Goal: Recast the records below as a JSON list of strings, with one string for each line and no entries for blank lines.
** begin Data for this task **
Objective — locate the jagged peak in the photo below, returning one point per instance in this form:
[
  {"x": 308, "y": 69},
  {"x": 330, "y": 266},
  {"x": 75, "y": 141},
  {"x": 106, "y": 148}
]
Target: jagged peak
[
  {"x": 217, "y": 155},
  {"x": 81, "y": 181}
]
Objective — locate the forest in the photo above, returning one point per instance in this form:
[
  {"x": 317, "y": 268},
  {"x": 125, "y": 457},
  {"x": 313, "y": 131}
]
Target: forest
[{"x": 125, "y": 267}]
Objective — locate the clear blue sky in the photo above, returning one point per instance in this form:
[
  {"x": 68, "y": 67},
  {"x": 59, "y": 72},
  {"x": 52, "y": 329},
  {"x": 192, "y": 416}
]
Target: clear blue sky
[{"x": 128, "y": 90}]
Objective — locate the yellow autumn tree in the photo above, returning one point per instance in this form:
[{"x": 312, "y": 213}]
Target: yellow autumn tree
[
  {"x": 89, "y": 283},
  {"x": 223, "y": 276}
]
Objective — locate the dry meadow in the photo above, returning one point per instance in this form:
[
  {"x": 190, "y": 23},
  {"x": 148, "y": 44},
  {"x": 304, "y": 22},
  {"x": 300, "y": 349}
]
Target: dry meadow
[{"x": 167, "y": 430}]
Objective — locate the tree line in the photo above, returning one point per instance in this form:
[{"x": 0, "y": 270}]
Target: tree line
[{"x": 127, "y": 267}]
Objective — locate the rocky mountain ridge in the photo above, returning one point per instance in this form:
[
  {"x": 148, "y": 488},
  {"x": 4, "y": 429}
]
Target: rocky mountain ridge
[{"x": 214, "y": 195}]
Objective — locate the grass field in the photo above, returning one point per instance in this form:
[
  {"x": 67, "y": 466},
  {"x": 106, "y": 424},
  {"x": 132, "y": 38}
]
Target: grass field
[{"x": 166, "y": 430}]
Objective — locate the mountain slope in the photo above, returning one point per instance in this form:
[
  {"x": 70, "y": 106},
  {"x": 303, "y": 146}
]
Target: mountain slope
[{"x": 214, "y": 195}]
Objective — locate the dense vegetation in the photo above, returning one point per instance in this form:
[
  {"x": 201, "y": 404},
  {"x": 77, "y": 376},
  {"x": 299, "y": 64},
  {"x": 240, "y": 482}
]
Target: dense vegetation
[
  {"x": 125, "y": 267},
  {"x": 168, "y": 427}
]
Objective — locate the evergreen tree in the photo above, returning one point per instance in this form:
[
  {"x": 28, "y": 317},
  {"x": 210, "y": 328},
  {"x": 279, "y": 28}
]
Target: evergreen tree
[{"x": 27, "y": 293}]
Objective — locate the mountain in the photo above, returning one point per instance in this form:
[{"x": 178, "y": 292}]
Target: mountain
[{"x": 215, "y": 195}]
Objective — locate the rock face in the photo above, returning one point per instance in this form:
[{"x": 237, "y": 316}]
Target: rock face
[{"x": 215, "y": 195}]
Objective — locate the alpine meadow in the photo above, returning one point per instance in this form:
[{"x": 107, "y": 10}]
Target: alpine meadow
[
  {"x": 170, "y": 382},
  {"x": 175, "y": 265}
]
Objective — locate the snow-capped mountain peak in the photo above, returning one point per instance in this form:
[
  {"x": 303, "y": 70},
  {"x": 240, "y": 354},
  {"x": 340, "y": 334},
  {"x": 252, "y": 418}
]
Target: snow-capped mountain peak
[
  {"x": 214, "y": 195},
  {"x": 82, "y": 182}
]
** end Data for this task **
Exercise response:
[
  "Objective — locate the jagged peak in the photo below, returning one point per instance in this form:",
  "[",
  "  {\"x\": 308, \"y\": 69},",
  "  {\"x\": 330, \"y\": 266},",
  "  {\"x\": 75, \"y\": 141},",
  "  {\"x\": 106, \"y\": 148}",
  "]",
  "Target: jagged peak",
  "[",
  "  {\"x\": 217, \"y\": 155},",
  "  {\"x\": 81, \"y\": 181}",
  "]",
  "Objective — locate the forest in the photo above, returning one point per instance in this form:",
  "[",
  "  {\"x\": 317, \"y\": 268},",
  "  {\"x\": 125, \"y\": 457},",
  "  {\"x\": 313, \"y\": 131}",
  "]",
  "Target: forest",
  "[{\"x\": 125, \"y\": 267}]",
  "Objective — locate the clear blue sky in the photo above, returning one point per instance in this form:",
  "[",
  "  {\"x\": 68, \"y\": 67},",
  "  {\"x\": 59, \"y\": 72},",
  "  {\"x\": 52, \"y\": 329},",
  "  {\"x\": 192, \"y\": 416}",
  "]",
  "Target: clear blue sky",
  "[{\"x\": 128, \"y\": 90}]",
  "Objective — locate the yellow autumn tree in the photo above, returning one point per instance in this form:",
  "[{\"x\": 312, \"y\": 213}]",
  "Target: yellow autumn tree",
  "[",
  "  {\"x\": 89, \"y\": 283},",
  "  {\"x\": 223, \"y\": 276}",
  "]",
  "Objective — locate the dry meadow in the photo above, returning one point per instance in this form:",
  "[",
  "  {\"x\": 190, \"y\": 23},",
  "  {\"x\": 148, \"y\": 44},",
  "  {\"x\": 304, \"y\": 22},",
  "  {\"x\": 300, \"y\": 349}",
  "]",
  "Target: dry meadow",
  "[{\"x\": 167, \"y\": 430}]",
  "Objective — locate the tree line in the photo above, returning one point per instance in this form:",
  "[{\"x\": 0, \"y\": 270}]",
  "Target: tree line",
  "[{\"x\": 127, \"y\": 267}]",
  "Objective — locate the rocky mountain ridge in the photo above, returning one point per instance in this form:",
  "[",
  "  {\"x\": 148, \"y\": 488},",
  "  {\"x\": 4, \"y\": 429}",
  "]",
  "Target: rocky mountain ridge",
  "[{\"x\": 214, \"y\": 195}]",
  "Objective — locate the grass field in the photo above, returning one point per instance in this form:",
  "[",
  "  {\"x\": 67, \"y\": 466},",
  "  {\"x\": 106, \"y\": 424},",
  "  {\"x\": 132, \"y\": 38}",
  "]",
  "Target: grass field",
  "[{\"x\": 166, \"y\": 430}]",
  "Objective — locate the mountain slope in the photo above, returning one point per instance in this form:",
  "[",
  "  {\"x\": 70, \"y\": 106},",
  "  {\"x\": 303, \"y\": 146}",
  "]",
  "Target: mountain slope",
  "[{\"x\": 214, \"y\": 195}]",
  "Objective — locate the dense vegetation in the photo above, returning one point per instance in this form:",
  "[",
  "  {\"x\": 201, \"y\": 404},",
  "  {\"x\": 77, \"y\": 376},",
  "  {\"x\": 299, \"y\": 64},",
  "  {\"x\": 240, \"y\": 482}",
  "]",
  "Target: dense vegetation",
  "[",
  "  {\"x\": 125, \"y\": 267},",
  "  {\"x\": 168, \"y\": 427}",
  "]",
  "Objective — locate the evergreen tree in the photo above, returning one point per instance in this form:",
  "[",
  "  {\"x\": 28, \"y\": 317},",
  "  {\"x\": 210, \"y\": 328},",
  "  {\"x\": 279, \"y\": 28}",
  "]",
  "Target: evergreen tree",
  "[{\"x\": 27, \"y\": 293}]",
  "Objective — locate the mountain in the photo above, returning one point per instance in this form:",
  "[{\"x\": 178, \"y\": 292}]",
  "Target: mountain",
  "[{\"x\": 215, \"y\": 195}]",
  "Objective — locate the rock face in the photo above, returning one point per instance in this form:",
  "[{\"x\": 237, \"y\": 316}]",
  "Target: rock face",
  "[{\"x\": 215, \"y\": 195}]",
  "Objective — locate the alpine meadow in the photo above, returning one point per instance in this form:",
  "[{\"x\": 107, \"y\": 10}]",
  "Target: alpine meadow",
  "[",
  "  {\"x\": 170, \"y\": 382},",
  "  {\"x\": 175, \"y\": 265}",
  "]",
  "Objective — locate the snow-capped mountain peak in the photo above, returning one point per instance in this form:",
  "[",
  "  {\"x\": 303, \"y\": 70},",
  "  {\"x\": 240, \"y\": 354},",
  "  {\"x\": 340, \"y\": 334},",
  "  {\"x\": 252, \"y\": 418}",
  "]",
  "Target: snow-capped mountain peak",
  "[",
  "  {\"x\": 214, \"y\": 195},",
  "  {\"x\": 82, \"y\": 182}",
  "]"
]